Activity
Transcribe the records below exactly as written, from the opening line through the line that contains "Target = woman in black puffy coat".

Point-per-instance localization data
*-*-*
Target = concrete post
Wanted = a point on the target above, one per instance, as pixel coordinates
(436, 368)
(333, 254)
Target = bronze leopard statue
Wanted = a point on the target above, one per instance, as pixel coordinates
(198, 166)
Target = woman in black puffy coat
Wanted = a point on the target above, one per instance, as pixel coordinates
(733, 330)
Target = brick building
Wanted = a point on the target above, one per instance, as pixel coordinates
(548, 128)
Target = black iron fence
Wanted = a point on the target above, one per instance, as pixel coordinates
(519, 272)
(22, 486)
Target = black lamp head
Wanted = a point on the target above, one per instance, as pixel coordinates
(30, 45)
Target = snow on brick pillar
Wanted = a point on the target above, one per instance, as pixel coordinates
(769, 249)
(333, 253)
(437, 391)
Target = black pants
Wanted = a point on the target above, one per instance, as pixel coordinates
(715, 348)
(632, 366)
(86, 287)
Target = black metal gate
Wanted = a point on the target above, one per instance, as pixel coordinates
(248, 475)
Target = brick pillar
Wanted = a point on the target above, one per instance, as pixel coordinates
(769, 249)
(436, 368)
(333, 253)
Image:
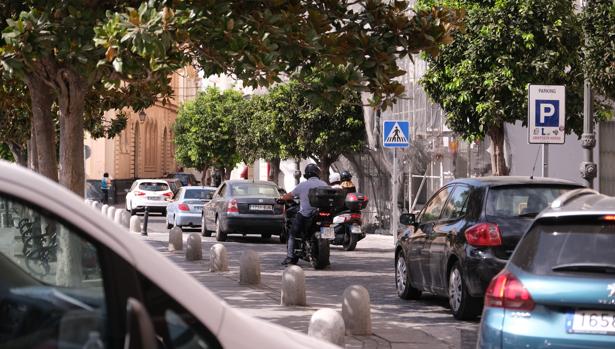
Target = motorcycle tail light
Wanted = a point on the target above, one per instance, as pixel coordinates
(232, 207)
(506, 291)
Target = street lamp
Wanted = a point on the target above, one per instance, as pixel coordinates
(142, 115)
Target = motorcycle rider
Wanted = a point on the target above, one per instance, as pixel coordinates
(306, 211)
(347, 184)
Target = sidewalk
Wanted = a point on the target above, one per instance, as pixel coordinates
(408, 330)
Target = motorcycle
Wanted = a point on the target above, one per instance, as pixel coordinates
*-*-*
Response to this task
Target = concrete post
Wanted = a point on the target above, one per instance, as pixel coordinates
(436, 368)
(333, 254)
Target = bronze leopard statue
Wanted = a point on the target above, one per instance, as pixel coordinates
(198, 166)
Target = woman in black puffy coat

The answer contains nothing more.